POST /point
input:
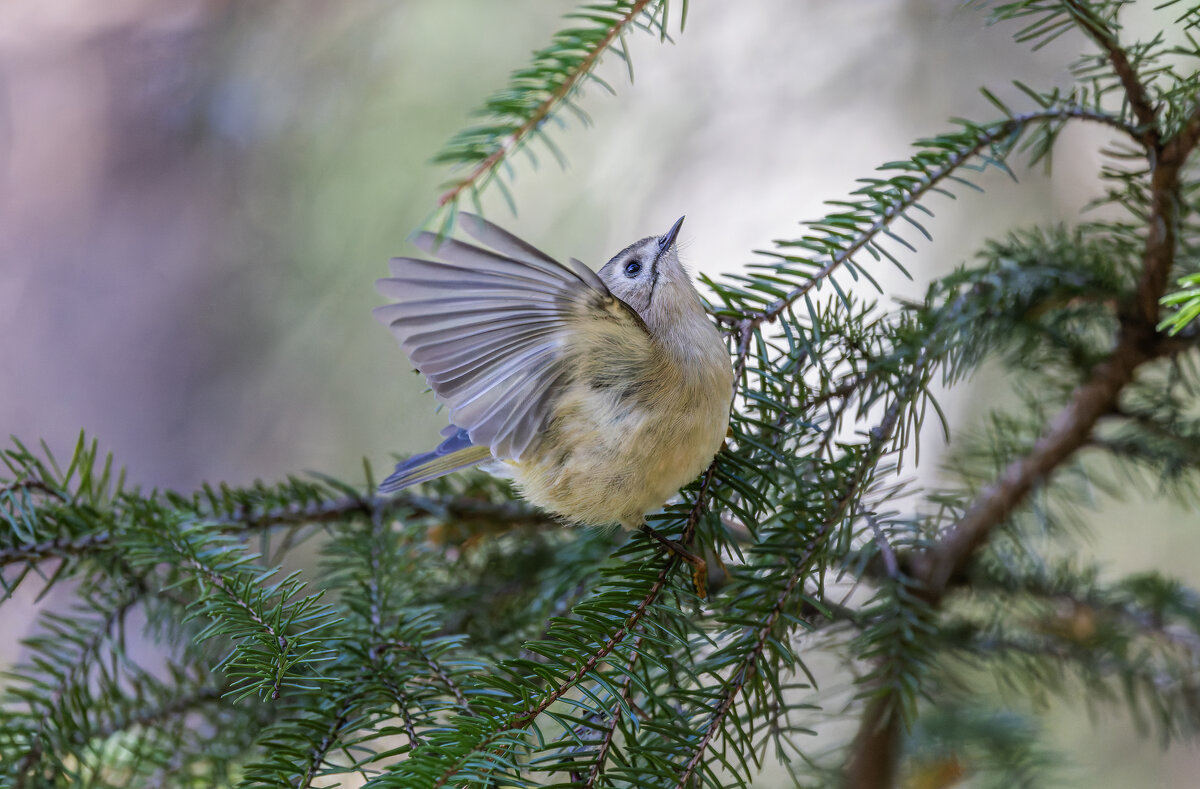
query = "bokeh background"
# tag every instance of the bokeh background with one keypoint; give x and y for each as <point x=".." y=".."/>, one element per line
<point x="196" y="197"/>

____

_Task details_:
Edit the rows above so that every "bokeh background" reads "blurred background", and change nothing else. Leave the pictures out of your answer.

_Full response_:
POST /point
input:
query = "blurred background"
# tag every instance of the blurred background with one keypoint; give x and y for each as <point x=".." y=".."/>, one element per line
<point x="196" y="197"/>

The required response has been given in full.